** Start of Data in this exercise **
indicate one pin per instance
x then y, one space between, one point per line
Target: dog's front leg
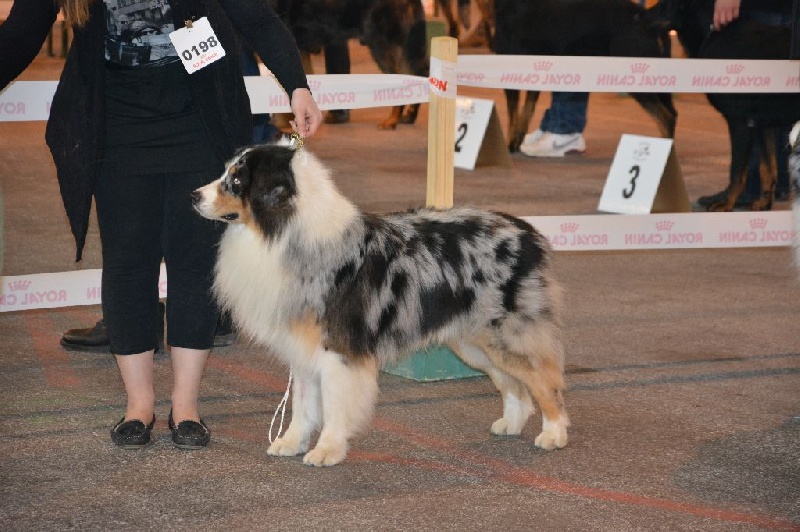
306 417
349 390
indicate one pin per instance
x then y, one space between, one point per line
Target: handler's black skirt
157 152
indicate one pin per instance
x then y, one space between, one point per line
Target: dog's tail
416 47
794 171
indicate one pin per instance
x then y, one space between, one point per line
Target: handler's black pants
144 219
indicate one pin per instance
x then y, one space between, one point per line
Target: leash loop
281 408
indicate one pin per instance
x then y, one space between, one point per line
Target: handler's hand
307 116
725 12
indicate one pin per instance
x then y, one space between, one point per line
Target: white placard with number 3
197 45
635 174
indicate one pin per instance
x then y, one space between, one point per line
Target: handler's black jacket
76 126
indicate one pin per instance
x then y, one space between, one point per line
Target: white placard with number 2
197 45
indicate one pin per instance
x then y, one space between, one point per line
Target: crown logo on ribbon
664 225
569 227
19 286
734 68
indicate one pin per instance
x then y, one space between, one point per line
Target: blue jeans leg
567 113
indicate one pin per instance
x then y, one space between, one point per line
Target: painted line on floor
503 471
55 361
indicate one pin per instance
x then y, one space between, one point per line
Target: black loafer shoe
132 434
189 434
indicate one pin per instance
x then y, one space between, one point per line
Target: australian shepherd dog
337 294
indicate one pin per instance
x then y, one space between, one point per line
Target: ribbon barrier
628 74
30 100
566 233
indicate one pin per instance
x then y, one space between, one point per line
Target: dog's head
258 189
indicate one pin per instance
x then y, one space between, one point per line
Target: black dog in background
580 28
752 119
393 30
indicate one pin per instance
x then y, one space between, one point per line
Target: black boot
95 339
224 335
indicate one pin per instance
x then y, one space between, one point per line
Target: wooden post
441 130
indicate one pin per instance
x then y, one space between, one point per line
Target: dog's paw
324 456
286 447
504 427
553 435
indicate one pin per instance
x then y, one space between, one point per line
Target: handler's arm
22 36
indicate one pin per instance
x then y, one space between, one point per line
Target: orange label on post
443 78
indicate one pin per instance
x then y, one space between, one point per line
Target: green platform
432 364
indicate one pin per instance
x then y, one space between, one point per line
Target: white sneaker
555 145
531 138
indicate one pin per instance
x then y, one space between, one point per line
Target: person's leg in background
561 129
337 61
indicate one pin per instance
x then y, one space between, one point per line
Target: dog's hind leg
660 109
349 390
768 168
535 360
517 402
742 134
306 416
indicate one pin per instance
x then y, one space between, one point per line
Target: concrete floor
683 375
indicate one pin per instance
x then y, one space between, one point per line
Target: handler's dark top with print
76 130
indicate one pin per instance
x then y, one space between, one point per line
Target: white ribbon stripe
30 100
566 233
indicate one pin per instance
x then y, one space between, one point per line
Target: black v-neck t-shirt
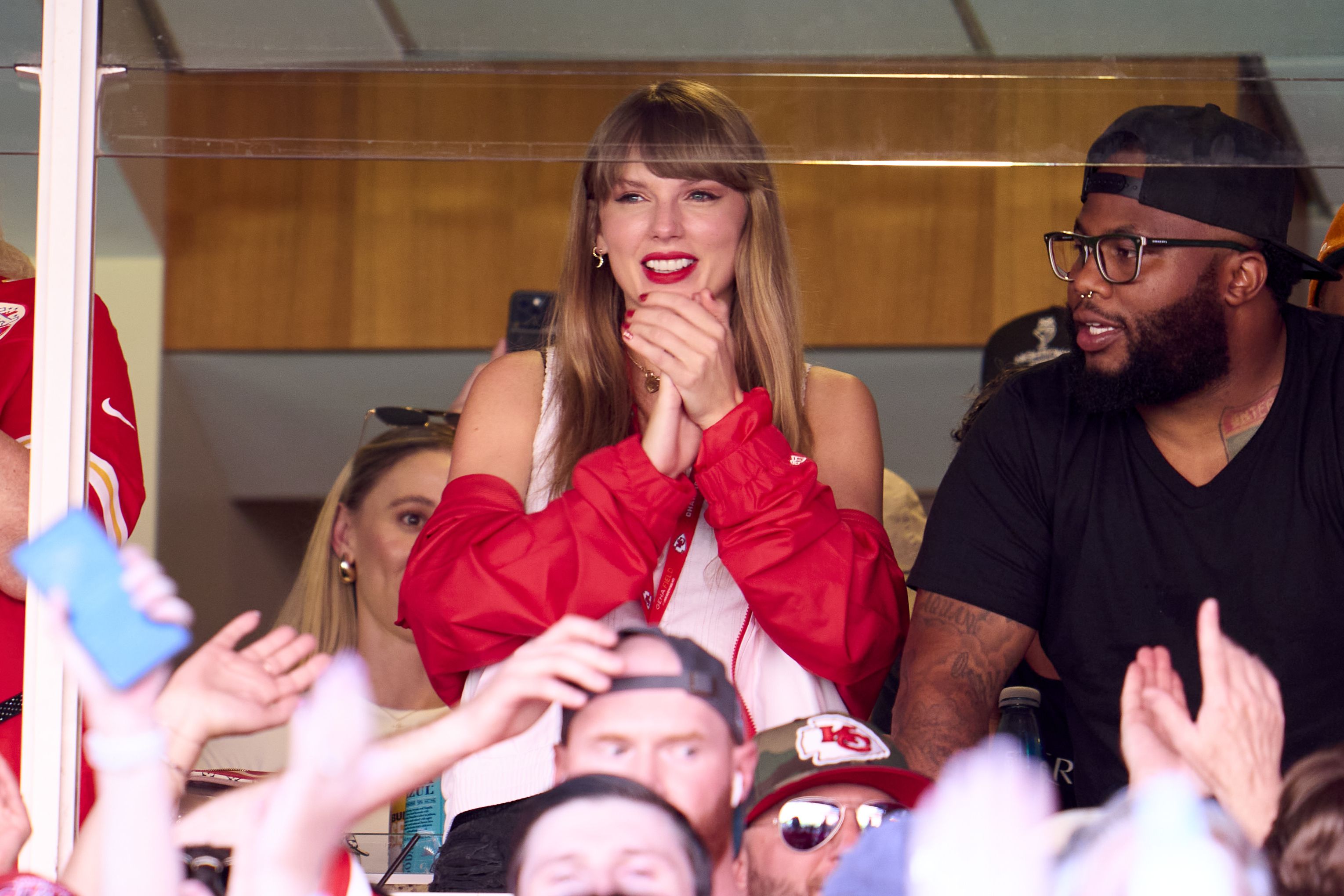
1077 526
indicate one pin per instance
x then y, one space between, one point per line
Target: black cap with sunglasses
827 749
1203 164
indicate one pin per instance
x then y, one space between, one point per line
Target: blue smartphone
76 555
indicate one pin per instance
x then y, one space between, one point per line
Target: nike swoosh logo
111 412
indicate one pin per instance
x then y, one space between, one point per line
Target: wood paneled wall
391 253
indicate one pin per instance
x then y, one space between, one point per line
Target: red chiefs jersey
116 479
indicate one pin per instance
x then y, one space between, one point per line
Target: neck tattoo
1238 425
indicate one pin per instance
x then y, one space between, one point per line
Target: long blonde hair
322 603
690 131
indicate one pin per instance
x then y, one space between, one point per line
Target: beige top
904 519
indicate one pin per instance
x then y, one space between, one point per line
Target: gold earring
347 571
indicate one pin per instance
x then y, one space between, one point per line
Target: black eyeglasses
1120 257
394 415
808 823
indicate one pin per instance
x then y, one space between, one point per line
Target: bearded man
1191 446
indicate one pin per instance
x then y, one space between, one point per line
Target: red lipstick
663 278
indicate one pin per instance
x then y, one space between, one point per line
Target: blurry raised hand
127 750
562 665
978 829
1141 742
1235 743
224 691
14 820
301 824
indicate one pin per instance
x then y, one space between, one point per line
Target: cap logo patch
10 315
831 739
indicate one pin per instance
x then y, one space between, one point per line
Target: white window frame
68 135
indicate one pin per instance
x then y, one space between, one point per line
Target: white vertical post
68 131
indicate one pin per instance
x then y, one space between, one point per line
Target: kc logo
10 315
831 739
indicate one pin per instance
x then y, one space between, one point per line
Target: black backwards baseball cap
1206 166
702 676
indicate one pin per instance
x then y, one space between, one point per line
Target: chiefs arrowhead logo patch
831 739
10 315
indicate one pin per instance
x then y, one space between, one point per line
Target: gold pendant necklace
651 379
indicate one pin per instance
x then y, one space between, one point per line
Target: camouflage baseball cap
828 749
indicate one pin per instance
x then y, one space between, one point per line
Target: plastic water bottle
1018 718
424 817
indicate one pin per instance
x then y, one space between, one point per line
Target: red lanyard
655 605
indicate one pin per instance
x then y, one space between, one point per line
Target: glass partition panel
21 33
335 201
928 113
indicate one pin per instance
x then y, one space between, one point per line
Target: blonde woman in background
346 592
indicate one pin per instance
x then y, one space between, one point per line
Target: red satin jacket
485 575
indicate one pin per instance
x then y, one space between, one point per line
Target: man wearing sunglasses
673 722
819 782
1191 446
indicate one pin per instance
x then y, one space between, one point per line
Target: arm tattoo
1238 425
955 664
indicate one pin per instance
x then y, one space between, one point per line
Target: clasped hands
690 340
1233 749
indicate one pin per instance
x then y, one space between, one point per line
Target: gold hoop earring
347 571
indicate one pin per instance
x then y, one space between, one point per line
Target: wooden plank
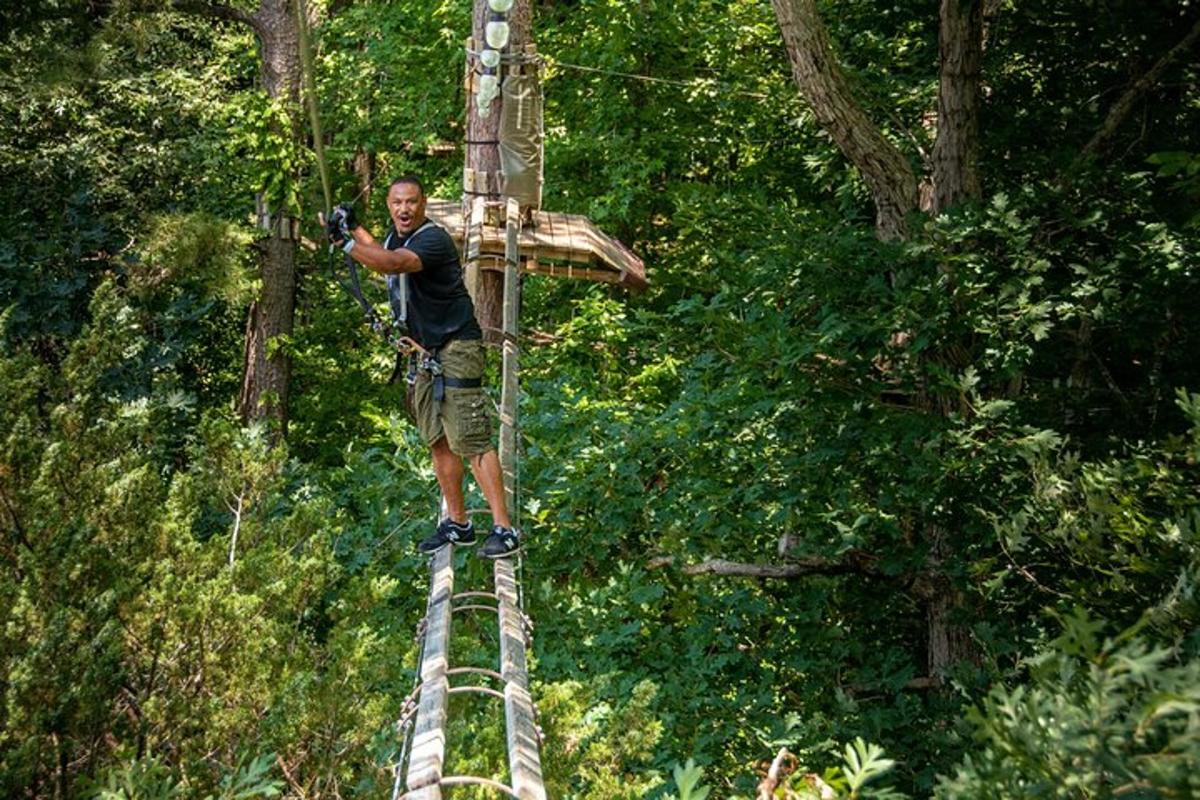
427 753
558 238
509 382
525 761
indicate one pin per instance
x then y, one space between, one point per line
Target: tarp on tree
521 136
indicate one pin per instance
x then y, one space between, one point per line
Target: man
447 395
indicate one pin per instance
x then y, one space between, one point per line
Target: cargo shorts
462 416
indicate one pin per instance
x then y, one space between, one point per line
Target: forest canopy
893 465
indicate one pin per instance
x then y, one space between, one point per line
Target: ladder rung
474 594
478 690
468 607
475 671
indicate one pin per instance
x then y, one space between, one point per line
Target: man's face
406 204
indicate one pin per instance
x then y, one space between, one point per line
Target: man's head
406 203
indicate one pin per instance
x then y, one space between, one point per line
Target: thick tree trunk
886 170
957 148
484 157
267 373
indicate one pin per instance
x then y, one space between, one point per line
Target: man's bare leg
486 469
448 468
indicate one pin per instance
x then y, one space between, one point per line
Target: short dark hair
408 179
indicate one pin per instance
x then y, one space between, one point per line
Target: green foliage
687 777
595 747
1099 717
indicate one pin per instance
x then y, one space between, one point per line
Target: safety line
672 82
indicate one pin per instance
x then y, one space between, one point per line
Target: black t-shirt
439 310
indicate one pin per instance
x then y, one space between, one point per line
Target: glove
349 222
341 222
334 229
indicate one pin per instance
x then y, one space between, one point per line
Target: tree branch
1125 104
853 563
216 11
779 769
815 70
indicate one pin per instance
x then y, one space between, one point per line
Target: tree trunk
886 170
484 157
957 146
267 374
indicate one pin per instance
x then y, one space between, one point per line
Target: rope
406 713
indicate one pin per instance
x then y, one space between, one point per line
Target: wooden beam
509 383
427 755
525 762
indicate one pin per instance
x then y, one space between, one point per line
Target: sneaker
502 542
449 533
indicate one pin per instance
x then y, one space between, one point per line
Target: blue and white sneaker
449 533
502 542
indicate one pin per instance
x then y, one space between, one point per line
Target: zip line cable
310 90
671 82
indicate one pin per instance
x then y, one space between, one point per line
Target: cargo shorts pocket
466 420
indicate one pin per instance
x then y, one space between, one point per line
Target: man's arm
371 254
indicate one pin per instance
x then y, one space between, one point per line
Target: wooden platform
563 245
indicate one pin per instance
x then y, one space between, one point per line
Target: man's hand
349 222
340 224
334 229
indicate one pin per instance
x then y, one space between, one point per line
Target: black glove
341 222
334 229
349 222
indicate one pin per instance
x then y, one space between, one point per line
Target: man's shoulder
433 240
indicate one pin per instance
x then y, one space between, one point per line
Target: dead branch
767 787
1125 104
853 563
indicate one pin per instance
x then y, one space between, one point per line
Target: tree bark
852 563
267 374
957 148
484 156
887 172
1125 104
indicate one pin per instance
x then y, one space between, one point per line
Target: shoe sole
499 555
438 548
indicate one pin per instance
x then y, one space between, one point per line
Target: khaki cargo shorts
462 416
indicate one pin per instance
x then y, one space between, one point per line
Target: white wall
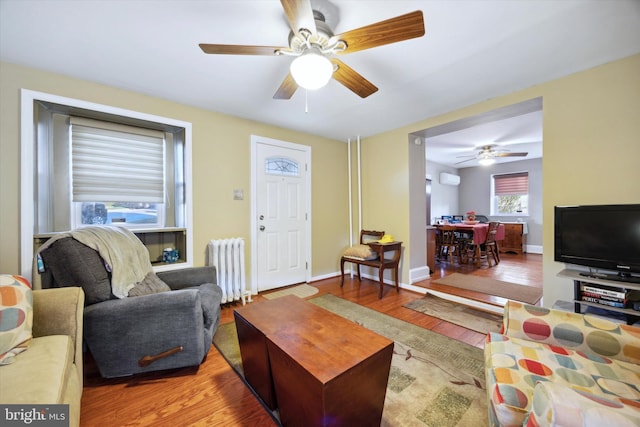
475 190
444 198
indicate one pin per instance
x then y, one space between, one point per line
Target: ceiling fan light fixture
311 70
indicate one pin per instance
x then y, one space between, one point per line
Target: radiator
227 256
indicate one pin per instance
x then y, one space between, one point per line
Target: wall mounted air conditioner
449 179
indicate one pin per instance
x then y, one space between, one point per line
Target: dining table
477 233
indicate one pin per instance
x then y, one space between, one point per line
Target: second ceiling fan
487 154
314 46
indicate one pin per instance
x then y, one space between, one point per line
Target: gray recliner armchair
167 320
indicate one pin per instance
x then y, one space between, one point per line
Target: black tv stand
614 277
581 278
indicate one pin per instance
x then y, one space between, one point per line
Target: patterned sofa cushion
582 333
555 405
588 355
515 366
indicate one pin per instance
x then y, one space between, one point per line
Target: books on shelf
609 296
600 290
610 303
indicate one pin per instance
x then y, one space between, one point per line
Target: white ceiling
473 50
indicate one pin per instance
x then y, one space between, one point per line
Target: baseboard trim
534 249
469 302
419 274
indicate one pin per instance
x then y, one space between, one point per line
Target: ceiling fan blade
231 49
287 88
392 30
352 80
463 161
509 154
299 14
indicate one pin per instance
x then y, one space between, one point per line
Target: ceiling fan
487 155
314 46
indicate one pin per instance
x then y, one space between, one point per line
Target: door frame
255 140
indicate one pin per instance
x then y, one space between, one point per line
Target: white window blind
511 184
116 163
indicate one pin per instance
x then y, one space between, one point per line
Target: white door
281 213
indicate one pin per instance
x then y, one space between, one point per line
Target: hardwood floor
213 394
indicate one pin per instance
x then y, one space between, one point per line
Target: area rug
301 291
459 314
498 288
434 380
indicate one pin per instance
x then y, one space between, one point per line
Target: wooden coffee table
317 368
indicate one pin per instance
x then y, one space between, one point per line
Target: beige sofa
50 370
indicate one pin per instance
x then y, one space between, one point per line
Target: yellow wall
591 123
591 132
221 163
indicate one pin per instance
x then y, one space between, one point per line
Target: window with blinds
116 163
510 194
117 174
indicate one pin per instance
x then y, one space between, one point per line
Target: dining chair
447 242
487 250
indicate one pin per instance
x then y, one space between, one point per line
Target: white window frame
494 199
27 156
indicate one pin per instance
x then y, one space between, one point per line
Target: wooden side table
380 262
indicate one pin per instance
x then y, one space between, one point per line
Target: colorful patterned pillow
16 316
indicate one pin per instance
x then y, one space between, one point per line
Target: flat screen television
603 237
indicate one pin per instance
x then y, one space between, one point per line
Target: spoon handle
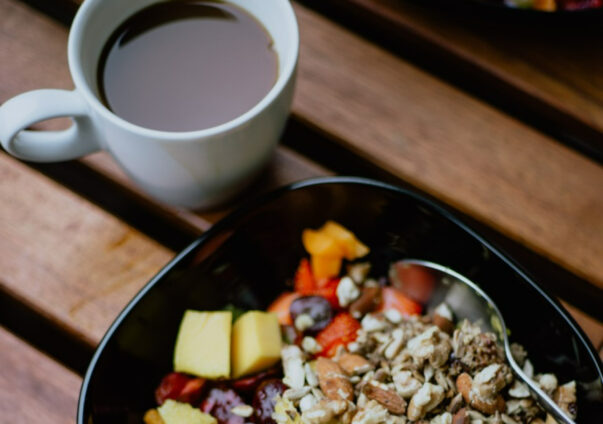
** End of Data in this exercise **
Exercise requirements:
Show every line of the records above that contains the string "platform", with case counting.

Exercise answer:
Target: green platform
Target: wooden platform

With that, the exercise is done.